[Instrucciones]
(a) Traduce al inglés esta oración del hilo sobre JFS en Gentoo: "Compilalo con soporte JFS en el KERNEL, no como modulo."
(b) Según el hilo sobre JFS en Gentoo, ¿qué cargador de arranque se usó en lugar de grub?
(c) Prolonga el hilo sobre JFS en Gentoo a partir de su último mensaje.

[Fragmento del documento]
++++++++++

# JFS EN GENTOO :D

## UNIX4ALL

Ahul!:

Bueno, ¿Te gustaria usar el potente FS de IBM en tu Gentoo? es facilisimo, solo tienes que seguir estos pasos:

1) Haz las particiones JFS con el instalador de alguna distro que soporte JFS y formatealas.

2) Carga el instalador de Gentoo y monta las particiones de la forma usual pero especificando el tipo, es decir mount -t jfs

3) realiza la instalacion normal, es decir el bootstrap y el emerge system.

4) A continuación haz un emerge jfsutils.

5) pillate las fuentes del kernel de Gentoo, emerge gentoo-sources

6) Compilalo con soporte JFS en el KERNEL, no como modulo.

7) en el /etc/fstab en el tipo de FS pon jfs.

 :Cool:  Sigue de forma normal, (no pude instalar el grub, decia k no existian mis particiones ¬¬, usé en cambio lilo el cual va bastante bien  :Smile: )

9) Reinicia y uffff goza de la velocidad y potencia de este FS  :Very Happy: . Ahora Gentoo si va como una flecha  :Wink: .

Ar-Timirnit

----------

## Tuxisuau

Potente FS de IBM... algun doc, alguna comparativa, algo?

Desconozco totalmente JFS y me gustaria enterarme un poco de cómo es :)

++++++++++

[Ítems listados]
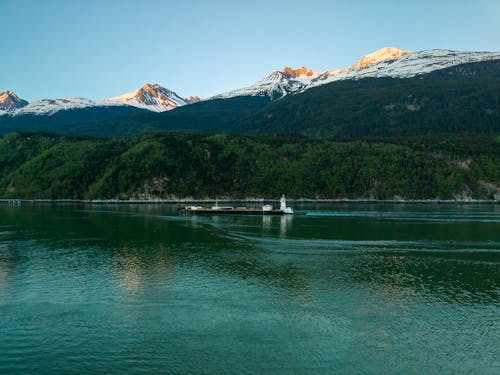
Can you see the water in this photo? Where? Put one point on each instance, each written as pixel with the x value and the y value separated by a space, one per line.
pixel 347 289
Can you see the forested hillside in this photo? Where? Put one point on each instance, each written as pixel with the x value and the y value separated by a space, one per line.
pixel 174 165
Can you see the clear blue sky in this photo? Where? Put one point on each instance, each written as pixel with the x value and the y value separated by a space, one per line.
pixel 103 48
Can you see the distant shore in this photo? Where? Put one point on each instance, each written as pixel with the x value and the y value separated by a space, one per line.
pixel 250 200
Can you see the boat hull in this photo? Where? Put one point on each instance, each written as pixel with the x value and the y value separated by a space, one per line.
pixel 235 211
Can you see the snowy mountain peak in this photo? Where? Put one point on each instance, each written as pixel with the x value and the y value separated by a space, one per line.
pixel 193 99
pixel 300 72
pixel 153 97
pixel 380 55
pixel 274 86
pixel 10 101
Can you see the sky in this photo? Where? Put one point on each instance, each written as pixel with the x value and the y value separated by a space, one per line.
pixel 103 48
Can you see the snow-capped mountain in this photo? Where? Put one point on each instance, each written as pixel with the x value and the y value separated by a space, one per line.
pixel 10 101
pixel 386 62
pixel 51 106
pixel 405 65
pixel 154 97
pixel 274 86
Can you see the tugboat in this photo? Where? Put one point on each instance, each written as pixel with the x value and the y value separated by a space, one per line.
pixel 266 209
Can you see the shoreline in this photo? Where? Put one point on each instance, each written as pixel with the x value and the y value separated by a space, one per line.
pixel 250 200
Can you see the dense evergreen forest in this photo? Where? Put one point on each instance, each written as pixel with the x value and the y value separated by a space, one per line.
pixel 175 165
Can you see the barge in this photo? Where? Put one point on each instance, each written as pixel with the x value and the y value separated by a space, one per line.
pixel 266 209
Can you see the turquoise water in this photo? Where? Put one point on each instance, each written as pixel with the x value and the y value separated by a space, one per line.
pixel 347 289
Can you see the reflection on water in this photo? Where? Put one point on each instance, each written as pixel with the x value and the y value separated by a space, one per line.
pixel 348 289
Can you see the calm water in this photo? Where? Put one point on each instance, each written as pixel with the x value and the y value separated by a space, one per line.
pixel 348 289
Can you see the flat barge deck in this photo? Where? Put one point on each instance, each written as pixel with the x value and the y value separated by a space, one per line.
pixel 229 210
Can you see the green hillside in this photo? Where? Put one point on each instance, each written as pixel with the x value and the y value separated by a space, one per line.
pixel 174 165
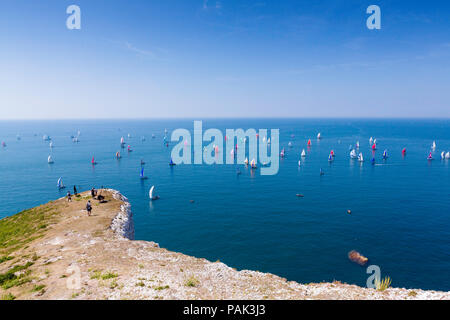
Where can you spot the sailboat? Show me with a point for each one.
(142, 174)
(360, 157)
(151, 194)
(60, 184)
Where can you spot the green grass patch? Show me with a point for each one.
(8, 296)
(9, 279)
(5, 258)
(22, 228)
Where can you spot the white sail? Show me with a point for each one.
(150, 193)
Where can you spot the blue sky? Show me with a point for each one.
(197, 59)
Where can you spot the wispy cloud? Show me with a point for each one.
(142, 52)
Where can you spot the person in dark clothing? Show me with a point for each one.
(93, 192)
(89, 207)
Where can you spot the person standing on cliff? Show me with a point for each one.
(89, 207)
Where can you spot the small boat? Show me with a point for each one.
(151, 194)
(142, 174)
(358, 258)
(60, 184)
(360, 157)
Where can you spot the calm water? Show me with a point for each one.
(400, 208)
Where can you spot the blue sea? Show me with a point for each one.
(400, 207)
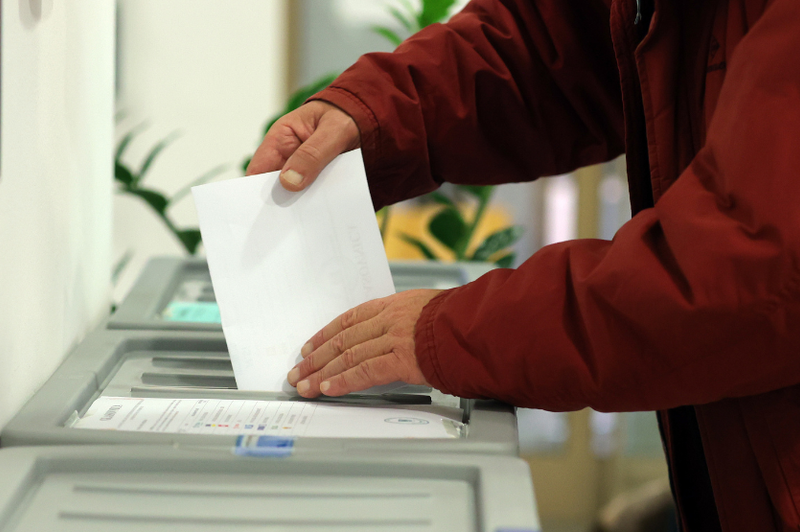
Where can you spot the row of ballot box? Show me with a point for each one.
(142, 428)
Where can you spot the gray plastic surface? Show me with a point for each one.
(182, 364)
(167, 279)
(115, 489)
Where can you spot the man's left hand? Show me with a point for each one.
(369, 345)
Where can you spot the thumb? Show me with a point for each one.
(336, 133)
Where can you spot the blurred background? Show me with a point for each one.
(195, 82)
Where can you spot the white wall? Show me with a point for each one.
(55, 185)
(215, 71)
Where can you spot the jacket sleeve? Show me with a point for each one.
(507, 91)
(695, 300)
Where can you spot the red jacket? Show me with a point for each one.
(696, 300)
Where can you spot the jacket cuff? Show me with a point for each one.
(425, 344)
(364, 117)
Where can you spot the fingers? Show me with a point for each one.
(303, 142)
(351, 358)
(364, 312)
(335, 133)
(372, 372)
(345, 344)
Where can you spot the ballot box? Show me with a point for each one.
(162, 489)
(176, 294)
(177, 387)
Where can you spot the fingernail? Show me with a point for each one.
(306, 349)
(303, 386)
(292, 177)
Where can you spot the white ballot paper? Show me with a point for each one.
(269, 418)
(284, 264)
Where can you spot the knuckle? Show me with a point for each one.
(338, 344)
(349, 358)
(306, 365)
(363, 373)
(349, 318)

++++++++++

[Las respuestas]
(a) Compile it with JFS support in the kernel, not as a module.

(b) Se usó lilo.

(c)
----------

## UNIX4ALL

Ahul!:

Aqui tienes la pagina oficial http://www-124.ibm.com/developerworks/oss/jfs/

En la cual reza lo siguiente:

IBM's journaled file system technology, currently used in IBM enterprise servers, is designed for high-throughput server environments, key to running intranet and other high-performance e-business file servers.

Hazte una idea jejejee  :Wink: .

Aqui tienes el anuncio de IBM cuando decidio portarlo a Linux, habla de las ventajas, tal cual...

http://oss.software.ibm.com/developerworks/opensource/features/jfs_feature.html

¿Comparativas? Aqui tienes una comparativa entre ReiserFS, XFS y JFS, ten en cuenta que el pive que las hizo usó versiones bastantes antiguas (Kernel 2.4.12, JFS 1.0.8 (la actual es la 1.0.20) y el XFS del cvs de Noviembre del 2001. Como podras ver los tiempos de acceso de JFS frente a ReiserFS y XFS son infimos  :Smile: .

http://www.namesys.com/benchmarks/bonnie/2.4.12_-reiserfs_vs_-jfs_-xfs.txt

Ar-Timirnit!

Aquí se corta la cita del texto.